◆ **What is expected**
Every line with the string "building" in it belongs in your answer, so copy them all from the data.

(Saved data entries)
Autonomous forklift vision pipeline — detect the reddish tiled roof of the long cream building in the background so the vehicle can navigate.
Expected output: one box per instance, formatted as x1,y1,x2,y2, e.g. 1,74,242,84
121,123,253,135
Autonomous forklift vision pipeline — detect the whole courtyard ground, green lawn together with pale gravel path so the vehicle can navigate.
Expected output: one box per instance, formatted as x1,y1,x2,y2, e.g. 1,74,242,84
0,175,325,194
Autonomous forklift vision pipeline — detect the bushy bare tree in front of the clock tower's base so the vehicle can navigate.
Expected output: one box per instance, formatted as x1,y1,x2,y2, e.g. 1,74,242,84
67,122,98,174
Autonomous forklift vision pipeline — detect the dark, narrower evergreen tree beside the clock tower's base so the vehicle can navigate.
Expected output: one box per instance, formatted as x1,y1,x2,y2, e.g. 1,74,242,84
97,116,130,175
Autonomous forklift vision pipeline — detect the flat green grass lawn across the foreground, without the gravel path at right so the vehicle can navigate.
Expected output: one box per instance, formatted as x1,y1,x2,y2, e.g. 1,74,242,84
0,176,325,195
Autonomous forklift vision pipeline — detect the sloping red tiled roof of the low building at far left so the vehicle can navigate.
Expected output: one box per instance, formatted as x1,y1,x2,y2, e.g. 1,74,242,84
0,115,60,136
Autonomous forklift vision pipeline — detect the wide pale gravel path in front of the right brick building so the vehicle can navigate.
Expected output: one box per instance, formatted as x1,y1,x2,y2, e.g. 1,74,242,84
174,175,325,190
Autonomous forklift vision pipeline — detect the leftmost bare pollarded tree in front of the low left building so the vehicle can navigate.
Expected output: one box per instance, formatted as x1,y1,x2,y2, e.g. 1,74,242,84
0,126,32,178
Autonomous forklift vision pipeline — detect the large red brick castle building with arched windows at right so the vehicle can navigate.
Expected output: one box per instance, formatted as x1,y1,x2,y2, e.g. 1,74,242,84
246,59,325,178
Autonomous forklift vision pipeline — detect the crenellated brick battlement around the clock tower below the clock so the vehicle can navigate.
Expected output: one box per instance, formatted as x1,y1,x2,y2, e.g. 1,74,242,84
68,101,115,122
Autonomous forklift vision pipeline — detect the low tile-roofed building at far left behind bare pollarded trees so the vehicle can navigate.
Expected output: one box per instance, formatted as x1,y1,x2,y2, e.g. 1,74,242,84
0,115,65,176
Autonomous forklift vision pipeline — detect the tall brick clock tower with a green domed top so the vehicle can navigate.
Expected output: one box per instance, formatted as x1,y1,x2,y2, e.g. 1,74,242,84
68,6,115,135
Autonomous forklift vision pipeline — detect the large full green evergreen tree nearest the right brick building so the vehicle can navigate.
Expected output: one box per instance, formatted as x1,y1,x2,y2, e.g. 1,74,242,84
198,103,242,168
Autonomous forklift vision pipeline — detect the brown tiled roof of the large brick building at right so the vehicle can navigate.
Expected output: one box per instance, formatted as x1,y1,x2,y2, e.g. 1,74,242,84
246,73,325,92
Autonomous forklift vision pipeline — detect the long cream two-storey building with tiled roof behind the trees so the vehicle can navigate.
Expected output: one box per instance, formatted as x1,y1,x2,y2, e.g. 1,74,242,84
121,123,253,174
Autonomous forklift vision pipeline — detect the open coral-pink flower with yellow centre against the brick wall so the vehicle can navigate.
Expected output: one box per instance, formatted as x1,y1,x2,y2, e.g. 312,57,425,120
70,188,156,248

◆ **Solution below**
Autonomous forklift vision pipeline — detect the reddish tiled roof of the long cream building in the background so the vehicle can navigate.
Autonomous forklift vision pipeline — detect the sloping red tiled roof of the low building at far left so the vehicle can navigate.
Autonomous forklift vision pipeline — detect the wide pale gravel path in front of the right brick building so the vehicle can navigate.
Autonomous forklift vision pipeline — detect the leftmost bare pollarded tree in front of the low left building so the vehicle can navigate.
Autonomous forklift vision pipeline — detect the large red brick castle building with arched windows at right so the vehicle can navigate.
Autonomous forklift vision pipeline — detect the low tile-roofed building at far left behind bare pollarded trees so the vehicle can navigate.
Autonomous forklift vision pipeline — detect the large full green evergreen tree nearest the right brick building so the vehicle can navigate.
Autonomous forklift vision pipeline — detect the brown tiled roof of the large brick building at right so the vehicle can navigate.
Autonomous forklift vision pipeline — detect the long cream two-storey building with tiled roof behind the trees so the vehicle can navigate.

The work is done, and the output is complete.